Records of object locations
● ● ● ●
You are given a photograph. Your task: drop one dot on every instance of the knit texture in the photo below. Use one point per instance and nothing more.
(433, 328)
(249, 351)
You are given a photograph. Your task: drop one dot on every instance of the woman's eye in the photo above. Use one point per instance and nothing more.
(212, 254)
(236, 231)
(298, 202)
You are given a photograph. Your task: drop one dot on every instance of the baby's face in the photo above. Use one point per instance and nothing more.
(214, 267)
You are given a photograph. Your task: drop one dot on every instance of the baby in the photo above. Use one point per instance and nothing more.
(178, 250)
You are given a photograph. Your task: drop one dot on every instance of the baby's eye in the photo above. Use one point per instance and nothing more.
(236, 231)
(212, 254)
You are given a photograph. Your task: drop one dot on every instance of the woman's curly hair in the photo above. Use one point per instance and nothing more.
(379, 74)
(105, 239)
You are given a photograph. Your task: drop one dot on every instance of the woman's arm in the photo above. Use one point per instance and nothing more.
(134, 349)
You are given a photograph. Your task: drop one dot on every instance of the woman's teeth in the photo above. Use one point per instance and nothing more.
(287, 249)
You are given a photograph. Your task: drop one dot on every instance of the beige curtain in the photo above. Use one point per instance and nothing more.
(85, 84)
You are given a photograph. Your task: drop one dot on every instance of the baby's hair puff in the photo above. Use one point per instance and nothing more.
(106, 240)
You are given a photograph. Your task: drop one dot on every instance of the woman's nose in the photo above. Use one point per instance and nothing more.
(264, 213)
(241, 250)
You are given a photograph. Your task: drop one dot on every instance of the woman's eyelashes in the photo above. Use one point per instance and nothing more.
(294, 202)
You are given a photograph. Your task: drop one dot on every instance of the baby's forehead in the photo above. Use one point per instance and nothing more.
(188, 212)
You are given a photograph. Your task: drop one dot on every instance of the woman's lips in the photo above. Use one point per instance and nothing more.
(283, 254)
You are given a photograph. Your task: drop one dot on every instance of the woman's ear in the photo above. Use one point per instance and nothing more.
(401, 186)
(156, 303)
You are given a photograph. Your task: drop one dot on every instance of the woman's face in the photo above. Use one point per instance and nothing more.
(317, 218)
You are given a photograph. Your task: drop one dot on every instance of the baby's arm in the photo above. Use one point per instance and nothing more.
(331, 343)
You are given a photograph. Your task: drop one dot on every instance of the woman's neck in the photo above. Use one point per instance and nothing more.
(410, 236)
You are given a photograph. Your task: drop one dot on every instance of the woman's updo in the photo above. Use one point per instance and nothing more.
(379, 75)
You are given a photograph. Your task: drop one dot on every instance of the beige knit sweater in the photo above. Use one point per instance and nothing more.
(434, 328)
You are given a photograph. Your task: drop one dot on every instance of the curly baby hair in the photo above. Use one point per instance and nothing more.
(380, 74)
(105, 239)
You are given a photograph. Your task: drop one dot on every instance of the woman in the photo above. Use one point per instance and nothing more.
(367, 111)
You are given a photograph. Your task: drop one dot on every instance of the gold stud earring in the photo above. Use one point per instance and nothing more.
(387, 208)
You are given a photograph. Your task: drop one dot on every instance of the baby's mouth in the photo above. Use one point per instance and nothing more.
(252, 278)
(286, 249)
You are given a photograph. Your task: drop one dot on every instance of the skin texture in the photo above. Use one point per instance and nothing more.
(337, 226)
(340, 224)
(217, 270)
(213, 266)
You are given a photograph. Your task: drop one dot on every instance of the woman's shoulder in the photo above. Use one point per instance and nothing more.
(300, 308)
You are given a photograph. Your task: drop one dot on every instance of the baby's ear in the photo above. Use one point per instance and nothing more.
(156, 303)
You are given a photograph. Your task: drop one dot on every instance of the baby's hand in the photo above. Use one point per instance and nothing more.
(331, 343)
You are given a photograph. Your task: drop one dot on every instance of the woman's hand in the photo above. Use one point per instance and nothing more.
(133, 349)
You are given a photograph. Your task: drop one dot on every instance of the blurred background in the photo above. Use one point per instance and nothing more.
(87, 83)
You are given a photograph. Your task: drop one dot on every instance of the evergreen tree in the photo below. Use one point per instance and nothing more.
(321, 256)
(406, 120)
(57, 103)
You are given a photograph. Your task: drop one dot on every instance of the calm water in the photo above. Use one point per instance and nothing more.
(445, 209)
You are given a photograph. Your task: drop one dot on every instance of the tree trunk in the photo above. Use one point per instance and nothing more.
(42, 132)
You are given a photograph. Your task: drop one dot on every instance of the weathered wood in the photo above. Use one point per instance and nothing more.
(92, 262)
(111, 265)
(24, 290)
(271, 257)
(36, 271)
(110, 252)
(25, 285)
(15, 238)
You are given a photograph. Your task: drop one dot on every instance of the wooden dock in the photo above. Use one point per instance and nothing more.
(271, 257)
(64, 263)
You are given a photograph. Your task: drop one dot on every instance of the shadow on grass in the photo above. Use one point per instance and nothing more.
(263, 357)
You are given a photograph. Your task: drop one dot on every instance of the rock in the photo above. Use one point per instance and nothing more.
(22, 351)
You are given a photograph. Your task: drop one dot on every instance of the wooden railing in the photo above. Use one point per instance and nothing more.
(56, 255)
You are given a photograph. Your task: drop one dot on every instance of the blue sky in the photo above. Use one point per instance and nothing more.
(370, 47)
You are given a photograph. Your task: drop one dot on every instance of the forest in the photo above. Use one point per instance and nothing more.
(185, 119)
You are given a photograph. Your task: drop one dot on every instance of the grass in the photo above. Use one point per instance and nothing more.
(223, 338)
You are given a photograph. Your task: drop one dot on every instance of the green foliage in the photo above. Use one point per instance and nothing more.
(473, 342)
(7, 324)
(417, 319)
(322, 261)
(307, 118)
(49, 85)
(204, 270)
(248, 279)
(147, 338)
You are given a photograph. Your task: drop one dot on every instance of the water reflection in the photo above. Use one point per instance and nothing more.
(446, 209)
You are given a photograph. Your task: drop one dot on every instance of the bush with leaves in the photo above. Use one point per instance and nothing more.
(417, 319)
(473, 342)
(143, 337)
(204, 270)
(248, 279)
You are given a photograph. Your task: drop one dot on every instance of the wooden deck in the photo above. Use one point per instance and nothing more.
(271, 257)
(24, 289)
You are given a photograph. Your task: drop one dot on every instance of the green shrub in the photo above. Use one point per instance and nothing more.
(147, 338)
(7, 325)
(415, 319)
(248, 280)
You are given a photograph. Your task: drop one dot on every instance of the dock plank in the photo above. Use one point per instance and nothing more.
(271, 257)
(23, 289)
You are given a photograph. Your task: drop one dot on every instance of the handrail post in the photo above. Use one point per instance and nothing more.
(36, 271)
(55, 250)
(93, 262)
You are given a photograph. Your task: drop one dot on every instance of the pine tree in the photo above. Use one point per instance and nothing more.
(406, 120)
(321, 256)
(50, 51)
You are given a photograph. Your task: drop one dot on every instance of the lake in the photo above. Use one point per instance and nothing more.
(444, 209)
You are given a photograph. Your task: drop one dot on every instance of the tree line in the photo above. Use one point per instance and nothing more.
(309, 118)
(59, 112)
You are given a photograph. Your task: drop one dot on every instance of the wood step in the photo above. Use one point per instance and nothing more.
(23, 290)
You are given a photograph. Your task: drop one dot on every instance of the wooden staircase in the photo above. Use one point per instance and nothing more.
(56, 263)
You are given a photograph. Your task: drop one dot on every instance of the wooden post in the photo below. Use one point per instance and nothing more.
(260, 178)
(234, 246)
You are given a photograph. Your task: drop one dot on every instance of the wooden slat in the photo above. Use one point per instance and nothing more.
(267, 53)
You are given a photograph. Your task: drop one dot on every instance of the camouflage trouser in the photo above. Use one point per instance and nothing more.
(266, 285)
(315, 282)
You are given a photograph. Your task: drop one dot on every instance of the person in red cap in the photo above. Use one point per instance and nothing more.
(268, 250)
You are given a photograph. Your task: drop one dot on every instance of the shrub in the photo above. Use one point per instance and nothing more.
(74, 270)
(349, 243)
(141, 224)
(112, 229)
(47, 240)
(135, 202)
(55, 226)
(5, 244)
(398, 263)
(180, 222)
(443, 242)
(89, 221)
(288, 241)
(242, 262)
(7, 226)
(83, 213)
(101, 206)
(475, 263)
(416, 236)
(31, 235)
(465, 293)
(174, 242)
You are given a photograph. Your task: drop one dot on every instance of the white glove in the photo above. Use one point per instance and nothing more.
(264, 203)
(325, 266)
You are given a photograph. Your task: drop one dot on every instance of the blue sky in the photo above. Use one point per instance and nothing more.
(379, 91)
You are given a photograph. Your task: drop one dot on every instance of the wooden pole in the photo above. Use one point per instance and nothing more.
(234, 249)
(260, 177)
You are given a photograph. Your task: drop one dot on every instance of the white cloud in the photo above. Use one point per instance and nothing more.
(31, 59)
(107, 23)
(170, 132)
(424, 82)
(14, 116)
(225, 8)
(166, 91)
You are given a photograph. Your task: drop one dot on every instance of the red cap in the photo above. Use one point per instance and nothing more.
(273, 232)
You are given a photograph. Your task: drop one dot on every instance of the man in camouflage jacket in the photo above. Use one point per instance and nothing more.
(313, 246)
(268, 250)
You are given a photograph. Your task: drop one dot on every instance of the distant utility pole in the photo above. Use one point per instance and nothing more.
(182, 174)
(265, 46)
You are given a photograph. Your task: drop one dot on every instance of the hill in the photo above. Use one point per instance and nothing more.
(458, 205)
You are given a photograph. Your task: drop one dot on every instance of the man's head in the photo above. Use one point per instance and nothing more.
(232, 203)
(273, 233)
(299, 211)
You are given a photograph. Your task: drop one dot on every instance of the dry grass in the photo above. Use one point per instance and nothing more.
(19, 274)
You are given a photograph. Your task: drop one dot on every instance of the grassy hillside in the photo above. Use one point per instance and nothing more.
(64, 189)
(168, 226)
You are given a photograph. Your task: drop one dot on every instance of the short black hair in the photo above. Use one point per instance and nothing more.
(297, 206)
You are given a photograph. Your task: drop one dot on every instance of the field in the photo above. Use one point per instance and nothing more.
● ● ● ●
Copy the lines verbatim, from the line containing "of the grassy" through the end of the records, inclusive.

## Solution for this problem
You are given a photograph. Your task: drop one dot on every instance of the grassy hillside in the photo above. Use one point per instance and nothing more.
(64, 189)
(168, 226)
You are given a photograph. Your task: drop one dot on every instance of the short black hair in the photo above. Use one point per instance and nothing more.
(297, 206)
You are given a photograph. Your task: drop one dot on every instance of the field in the photo above. Use one point per instance and nothing more.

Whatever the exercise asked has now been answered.